Problem: Locate each row below that contains the word "leaf" and copy every one of those rows in full.

(Excerpts from annotation records)
#####

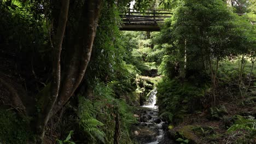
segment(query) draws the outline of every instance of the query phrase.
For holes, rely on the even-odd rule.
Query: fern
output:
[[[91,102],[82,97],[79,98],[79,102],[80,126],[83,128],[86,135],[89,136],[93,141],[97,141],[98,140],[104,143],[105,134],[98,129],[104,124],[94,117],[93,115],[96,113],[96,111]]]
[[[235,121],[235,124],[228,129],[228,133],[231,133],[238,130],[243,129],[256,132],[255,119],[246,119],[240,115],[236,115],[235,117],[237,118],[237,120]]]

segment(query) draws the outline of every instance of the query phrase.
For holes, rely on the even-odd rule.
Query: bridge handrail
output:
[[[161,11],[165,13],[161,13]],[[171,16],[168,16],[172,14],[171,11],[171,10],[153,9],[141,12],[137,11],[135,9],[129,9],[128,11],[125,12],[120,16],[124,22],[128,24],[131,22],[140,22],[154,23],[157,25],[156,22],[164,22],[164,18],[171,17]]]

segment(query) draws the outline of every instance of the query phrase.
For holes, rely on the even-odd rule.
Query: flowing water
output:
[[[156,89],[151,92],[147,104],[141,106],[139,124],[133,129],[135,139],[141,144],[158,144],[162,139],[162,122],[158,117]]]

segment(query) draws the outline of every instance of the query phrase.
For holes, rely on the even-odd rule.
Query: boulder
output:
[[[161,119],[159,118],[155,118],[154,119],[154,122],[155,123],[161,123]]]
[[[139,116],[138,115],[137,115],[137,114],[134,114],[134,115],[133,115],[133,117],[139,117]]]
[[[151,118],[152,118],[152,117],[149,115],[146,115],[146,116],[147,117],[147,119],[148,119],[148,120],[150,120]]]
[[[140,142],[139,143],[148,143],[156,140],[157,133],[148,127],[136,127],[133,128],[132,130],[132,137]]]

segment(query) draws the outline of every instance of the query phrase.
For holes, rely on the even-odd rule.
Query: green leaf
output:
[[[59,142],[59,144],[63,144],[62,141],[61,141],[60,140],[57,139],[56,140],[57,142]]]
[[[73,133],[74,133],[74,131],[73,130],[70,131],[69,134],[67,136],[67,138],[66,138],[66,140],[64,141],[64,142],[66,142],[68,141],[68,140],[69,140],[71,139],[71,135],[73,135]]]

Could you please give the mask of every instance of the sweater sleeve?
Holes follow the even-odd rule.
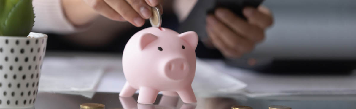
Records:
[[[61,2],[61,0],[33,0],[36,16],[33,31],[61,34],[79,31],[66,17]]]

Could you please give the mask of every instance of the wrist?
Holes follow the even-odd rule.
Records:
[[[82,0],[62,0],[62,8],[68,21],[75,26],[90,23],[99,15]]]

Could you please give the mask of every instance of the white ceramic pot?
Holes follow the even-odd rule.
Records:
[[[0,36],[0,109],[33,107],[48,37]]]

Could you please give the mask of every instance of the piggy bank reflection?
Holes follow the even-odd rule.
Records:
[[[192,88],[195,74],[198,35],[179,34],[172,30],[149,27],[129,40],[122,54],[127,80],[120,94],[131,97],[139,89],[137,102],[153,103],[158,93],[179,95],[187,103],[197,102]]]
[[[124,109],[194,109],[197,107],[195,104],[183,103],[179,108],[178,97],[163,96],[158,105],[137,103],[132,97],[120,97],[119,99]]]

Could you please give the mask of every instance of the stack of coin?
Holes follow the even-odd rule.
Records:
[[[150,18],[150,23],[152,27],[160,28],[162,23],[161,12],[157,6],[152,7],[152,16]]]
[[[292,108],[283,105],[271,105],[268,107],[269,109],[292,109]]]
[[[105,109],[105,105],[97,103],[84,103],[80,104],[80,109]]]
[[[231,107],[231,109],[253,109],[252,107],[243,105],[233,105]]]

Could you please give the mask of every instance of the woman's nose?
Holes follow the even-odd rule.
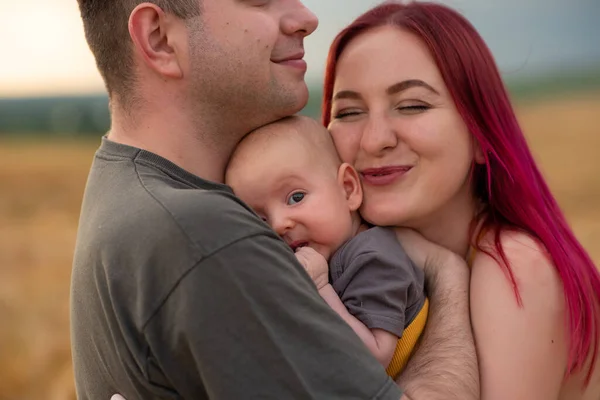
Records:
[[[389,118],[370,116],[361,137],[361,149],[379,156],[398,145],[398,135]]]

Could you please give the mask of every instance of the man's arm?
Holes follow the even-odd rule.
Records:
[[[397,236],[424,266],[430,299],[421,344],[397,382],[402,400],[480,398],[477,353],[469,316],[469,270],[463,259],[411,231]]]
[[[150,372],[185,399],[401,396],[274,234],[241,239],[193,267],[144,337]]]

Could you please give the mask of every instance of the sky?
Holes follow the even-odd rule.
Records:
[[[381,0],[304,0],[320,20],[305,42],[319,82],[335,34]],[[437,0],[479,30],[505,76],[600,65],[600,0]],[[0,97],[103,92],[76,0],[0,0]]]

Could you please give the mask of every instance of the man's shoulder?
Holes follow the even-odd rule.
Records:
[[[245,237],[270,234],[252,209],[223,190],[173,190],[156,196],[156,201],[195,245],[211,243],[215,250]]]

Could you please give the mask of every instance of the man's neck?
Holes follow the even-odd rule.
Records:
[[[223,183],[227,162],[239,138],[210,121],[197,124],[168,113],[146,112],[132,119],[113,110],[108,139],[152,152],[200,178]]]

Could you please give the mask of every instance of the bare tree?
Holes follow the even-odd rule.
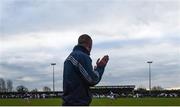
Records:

#####

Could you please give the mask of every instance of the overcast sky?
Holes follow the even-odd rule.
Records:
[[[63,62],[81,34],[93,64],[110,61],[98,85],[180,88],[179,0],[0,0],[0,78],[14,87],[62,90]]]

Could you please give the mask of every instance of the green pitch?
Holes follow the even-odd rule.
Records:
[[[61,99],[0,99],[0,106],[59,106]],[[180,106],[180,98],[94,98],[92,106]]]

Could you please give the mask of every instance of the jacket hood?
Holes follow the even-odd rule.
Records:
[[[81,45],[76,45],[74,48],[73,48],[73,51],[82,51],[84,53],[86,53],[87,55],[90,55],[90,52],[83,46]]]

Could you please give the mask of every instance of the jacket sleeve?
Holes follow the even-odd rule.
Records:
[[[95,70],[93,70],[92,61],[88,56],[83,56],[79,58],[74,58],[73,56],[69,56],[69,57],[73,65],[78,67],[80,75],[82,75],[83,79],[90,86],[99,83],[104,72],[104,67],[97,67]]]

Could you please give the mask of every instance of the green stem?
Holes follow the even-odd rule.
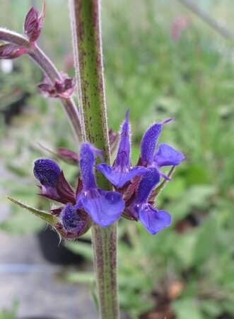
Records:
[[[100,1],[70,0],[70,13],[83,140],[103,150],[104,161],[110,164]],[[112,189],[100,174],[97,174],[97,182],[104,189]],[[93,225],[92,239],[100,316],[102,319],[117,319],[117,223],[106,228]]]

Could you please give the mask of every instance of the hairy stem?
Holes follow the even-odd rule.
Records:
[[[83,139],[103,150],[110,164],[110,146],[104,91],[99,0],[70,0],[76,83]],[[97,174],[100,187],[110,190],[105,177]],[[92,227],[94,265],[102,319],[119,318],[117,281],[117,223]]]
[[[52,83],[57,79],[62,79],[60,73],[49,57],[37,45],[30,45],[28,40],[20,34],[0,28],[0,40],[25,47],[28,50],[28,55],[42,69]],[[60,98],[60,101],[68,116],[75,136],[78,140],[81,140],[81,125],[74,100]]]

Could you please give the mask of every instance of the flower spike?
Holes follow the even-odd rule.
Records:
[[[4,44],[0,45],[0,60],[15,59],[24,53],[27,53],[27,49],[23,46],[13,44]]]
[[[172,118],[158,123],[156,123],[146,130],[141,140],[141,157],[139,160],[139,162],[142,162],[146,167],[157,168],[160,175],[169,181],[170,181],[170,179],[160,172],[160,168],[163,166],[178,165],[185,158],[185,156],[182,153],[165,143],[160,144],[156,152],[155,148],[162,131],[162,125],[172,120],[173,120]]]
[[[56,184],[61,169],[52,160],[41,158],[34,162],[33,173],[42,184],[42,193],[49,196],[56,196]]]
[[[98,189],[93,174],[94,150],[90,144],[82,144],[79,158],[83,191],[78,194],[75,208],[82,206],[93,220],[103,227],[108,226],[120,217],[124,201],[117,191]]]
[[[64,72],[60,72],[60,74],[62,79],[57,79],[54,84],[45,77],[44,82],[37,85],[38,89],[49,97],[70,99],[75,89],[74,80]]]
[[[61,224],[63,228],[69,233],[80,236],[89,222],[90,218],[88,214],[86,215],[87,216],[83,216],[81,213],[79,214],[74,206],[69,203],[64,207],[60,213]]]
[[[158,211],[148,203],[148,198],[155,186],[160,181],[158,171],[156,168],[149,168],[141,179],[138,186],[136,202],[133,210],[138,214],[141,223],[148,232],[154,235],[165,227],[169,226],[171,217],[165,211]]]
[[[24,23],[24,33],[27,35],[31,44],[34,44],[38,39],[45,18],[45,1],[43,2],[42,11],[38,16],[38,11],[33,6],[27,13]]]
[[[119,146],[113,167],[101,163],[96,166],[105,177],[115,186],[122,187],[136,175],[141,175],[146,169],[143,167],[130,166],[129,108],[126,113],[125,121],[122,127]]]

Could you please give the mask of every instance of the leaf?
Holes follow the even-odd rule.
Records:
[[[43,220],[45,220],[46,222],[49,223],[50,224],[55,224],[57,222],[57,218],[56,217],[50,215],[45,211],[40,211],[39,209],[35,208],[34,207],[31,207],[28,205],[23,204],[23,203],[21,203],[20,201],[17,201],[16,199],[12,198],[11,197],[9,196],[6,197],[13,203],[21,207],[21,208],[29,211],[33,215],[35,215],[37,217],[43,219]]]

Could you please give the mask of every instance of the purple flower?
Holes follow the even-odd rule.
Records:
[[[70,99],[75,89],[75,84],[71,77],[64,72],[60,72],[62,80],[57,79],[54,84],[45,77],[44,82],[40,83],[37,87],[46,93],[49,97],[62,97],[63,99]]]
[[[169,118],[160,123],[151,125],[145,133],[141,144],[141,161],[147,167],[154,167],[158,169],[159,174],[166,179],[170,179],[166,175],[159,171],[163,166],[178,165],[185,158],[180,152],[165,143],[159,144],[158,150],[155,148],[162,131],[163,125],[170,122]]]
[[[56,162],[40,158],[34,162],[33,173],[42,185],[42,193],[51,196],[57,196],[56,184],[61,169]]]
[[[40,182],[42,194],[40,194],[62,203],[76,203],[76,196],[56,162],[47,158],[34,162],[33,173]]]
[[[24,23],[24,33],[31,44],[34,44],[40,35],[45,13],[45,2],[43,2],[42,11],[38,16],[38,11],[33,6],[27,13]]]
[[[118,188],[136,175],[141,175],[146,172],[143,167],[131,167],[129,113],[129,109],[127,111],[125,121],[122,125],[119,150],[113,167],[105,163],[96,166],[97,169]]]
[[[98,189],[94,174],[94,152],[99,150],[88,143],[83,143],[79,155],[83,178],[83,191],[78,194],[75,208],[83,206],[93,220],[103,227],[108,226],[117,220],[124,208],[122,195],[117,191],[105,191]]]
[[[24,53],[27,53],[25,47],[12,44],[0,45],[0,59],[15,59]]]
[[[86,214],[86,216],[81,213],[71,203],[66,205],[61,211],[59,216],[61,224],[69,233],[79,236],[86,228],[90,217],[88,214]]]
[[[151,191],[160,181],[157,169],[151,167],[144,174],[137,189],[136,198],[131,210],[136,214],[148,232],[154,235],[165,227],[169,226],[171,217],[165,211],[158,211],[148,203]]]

#####

Final answer:
Query: green leaf
Could you please give the mask of every instance of the leaf?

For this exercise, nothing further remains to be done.